上一篇介绍了ext2注册文件系统注册的流程,其中提到在注册文件系统时,给VFS传递了file_system_type结构体,在这个结构体中,包含了挂载函数指针ext2_mount(),用于挂载的回调操作。

在ext2_mount()函数实现中,调用了VFS的mount_bdev()来挂载块设备,这个mount_bdev()函数最后一个参数,是一个函数指针,VFS使用此函数完成超级块的构造和填充,而超级块是文件系统核心数据结构,它的构造是构建文件系统主要流程,本文就重点梳理一下超级块的构造,以下是mount_bdev()函数原型:

dentry *mount_bdev(struct file_system_type *fs_type,
	int flags, const char *dev_name, void *data,
	int (*fill_super)(struct super_block *, void *, int));

一、先说数据结构

在说超级块的构造之前,有必要说一下超级块数据结构,前面章节介绍过,一般情况下,超级块结构有如下三种形态:

  • 磁盘上超级块结构,持久化结构(struct ext2_super_block)
  • 内存中缓存的超级块结构体(struct ext2_sb_info)
  • 文件系统挂载后,VFS使用的超级块(struct super_block)

ext2文件系统也不例外,也存在三种形态的超级块,并且这三种超级块类型,通过字段可以关联起来,这是文件系统实现的常规做法。

首先,VFS超级块super_block通过s_fs_info域可以链接到内存超级块,在内存超级块的结构中s_es域链接到持久化的超级块,这样就把三个结构体串联起来。

在Linux系统中,文件系统数据流转过程,传递的都是VFS的超级块,通过这个超级块就可以获取其他两个形态的结构,非常的方便。

ext2的三个超级块
ext2的三个超级块

VFS使用的超级块,是所有文件系统公用的,前面章节已经介绍过,所以本篇博客只介绍ext2特有的两个结构,持久化结构和内存中结构。

** 练习题目 1 **
把正文里的这句话译成英文:“在Linux系统中,文件系统数据流转过程,传递的都是VFS的超级块,通过这个超级块就可以获取其他两个形态的结构,非常的方便。”
以下各行与正文内容毫无关联。

** 点标注记录 **
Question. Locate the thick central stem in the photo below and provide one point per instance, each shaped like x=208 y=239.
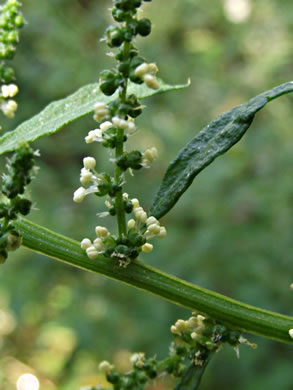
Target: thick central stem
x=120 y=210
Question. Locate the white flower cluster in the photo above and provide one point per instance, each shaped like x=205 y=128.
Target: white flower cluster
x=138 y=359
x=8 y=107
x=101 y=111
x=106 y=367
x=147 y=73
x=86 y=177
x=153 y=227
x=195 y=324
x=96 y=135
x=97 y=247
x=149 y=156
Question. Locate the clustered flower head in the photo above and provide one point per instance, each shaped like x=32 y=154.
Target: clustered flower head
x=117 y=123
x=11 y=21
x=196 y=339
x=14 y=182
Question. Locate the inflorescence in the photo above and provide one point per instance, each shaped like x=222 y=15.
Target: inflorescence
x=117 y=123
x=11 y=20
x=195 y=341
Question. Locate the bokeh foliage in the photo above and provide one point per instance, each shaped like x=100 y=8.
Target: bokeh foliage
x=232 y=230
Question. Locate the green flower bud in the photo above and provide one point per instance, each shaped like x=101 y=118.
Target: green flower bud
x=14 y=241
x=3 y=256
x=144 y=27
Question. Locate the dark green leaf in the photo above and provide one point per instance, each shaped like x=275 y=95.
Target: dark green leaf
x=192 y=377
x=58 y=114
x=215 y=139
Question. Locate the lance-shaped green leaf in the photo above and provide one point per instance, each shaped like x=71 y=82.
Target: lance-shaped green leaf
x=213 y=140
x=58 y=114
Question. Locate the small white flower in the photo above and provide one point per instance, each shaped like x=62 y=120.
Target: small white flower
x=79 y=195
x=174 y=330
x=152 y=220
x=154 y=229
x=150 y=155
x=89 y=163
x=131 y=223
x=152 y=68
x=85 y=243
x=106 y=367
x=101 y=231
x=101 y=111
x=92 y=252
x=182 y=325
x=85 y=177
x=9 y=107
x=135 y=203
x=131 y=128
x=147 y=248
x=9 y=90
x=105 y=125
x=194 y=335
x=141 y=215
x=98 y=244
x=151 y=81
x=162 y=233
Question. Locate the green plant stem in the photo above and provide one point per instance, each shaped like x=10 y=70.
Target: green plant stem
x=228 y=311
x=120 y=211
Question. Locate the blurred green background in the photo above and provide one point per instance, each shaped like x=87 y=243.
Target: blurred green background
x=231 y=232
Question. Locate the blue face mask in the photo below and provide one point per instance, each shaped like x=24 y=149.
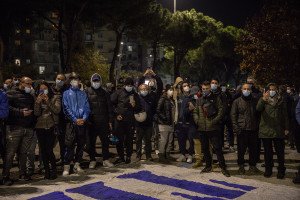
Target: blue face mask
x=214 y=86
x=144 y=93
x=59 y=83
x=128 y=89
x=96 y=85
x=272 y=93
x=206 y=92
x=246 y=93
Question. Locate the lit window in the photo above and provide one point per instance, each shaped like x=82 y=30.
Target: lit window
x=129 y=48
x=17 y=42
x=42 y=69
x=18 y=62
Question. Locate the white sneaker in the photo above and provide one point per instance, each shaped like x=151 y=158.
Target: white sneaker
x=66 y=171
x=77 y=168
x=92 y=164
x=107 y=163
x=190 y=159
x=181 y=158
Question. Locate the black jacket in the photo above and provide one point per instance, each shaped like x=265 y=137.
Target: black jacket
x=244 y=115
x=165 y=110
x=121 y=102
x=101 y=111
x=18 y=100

==

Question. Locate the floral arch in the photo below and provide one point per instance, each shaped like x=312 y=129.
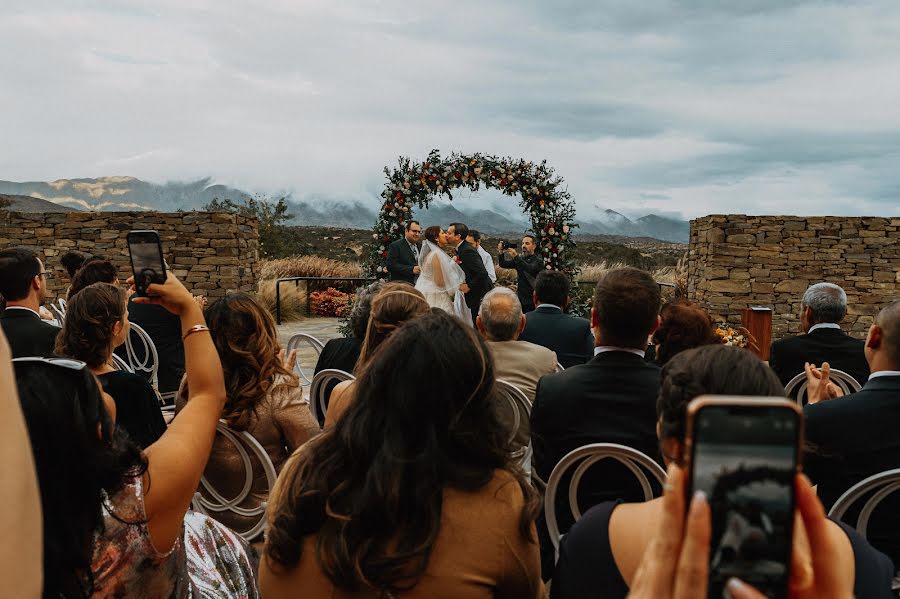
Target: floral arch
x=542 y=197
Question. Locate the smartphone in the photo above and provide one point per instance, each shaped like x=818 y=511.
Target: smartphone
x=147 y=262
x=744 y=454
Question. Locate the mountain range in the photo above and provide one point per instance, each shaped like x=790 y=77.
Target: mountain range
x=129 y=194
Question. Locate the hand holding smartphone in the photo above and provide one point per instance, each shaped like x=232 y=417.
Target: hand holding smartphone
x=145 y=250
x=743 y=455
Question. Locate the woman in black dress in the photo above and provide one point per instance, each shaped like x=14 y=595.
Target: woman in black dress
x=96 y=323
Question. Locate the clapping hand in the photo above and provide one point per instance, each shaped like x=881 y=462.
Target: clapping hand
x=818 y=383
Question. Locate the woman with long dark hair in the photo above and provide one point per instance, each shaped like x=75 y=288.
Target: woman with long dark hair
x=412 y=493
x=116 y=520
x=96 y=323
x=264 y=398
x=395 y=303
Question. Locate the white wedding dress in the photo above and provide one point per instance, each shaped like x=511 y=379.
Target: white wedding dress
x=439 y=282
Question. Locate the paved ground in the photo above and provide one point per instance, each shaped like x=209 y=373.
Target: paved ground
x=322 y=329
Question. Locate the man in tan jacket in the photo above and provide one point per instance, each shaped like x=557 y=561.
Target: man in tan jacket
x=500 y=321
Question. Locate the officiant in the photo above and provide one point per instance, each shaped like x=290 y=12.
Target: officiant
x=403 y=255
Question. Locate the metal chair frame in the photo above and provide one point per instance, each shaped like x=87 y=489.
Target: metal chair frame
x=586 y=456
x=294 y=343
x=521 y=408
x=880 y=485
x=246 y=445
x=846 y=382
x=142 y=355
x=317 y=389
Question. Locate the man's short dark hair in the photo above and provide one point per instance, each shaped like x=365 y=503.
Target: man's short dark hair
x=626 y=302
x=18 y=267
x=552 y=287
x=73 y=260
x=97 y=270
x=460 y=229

** 练习题目 2 **
将上方第一组数据行中,从含有“Question. Locate the thick”的那一行到含有“x=195 y=341”的那一行(首尾两行都算在内)改写成JSON字符串列表,每行对应一个字符串,略去空行,图片不要放进答案。

** 答案 1 **
In Linux, throughout the flow of file system data, it is always the VFS superblock that gets passed around, and through this superblock the structures of the other two forms can be obtained, which is very convenient.

** 答案 2 **
[
  "Question. Locate the thick central stem in the photo below and provide one point per instance, each shaped like x=208 y=239.",
  "Target: thick central stem",
  "x=120 y=210",
  "Question. Locate the white flower cluster in the photo above and provide one point per instance, each shaped like x=205 y=128.",
  "Target: white flower cluster",
  "x=138 y=359",
  "x=8 y=107",
  "x=101 y=111",
  "x=106 y=367",
  "x=147 y=73",
  "x=86 y=177",
  "x=153 y=227",
  "x=195 y=324",
  "x=96 y=135",
  "x=97 y=247",
  "x=149 y=156",
  "Question. Locate the clustered flower head in the photo above and provide one point per instance, each shaped like x=32 y=154.",
  "Target: clustered flower head",
  "x=117 y=123",
  "x=11 y=21",
  "x=196 y=339",
  "x=14 y=182",
  "Question. Locate the inflorescence in the photo above and provide one point per instance, each shaped like x=222 y=15.",
  "Target: inflorescence",
  "x=117 y=123",
  "x=11 y=20",
  "x=195 y=341"
]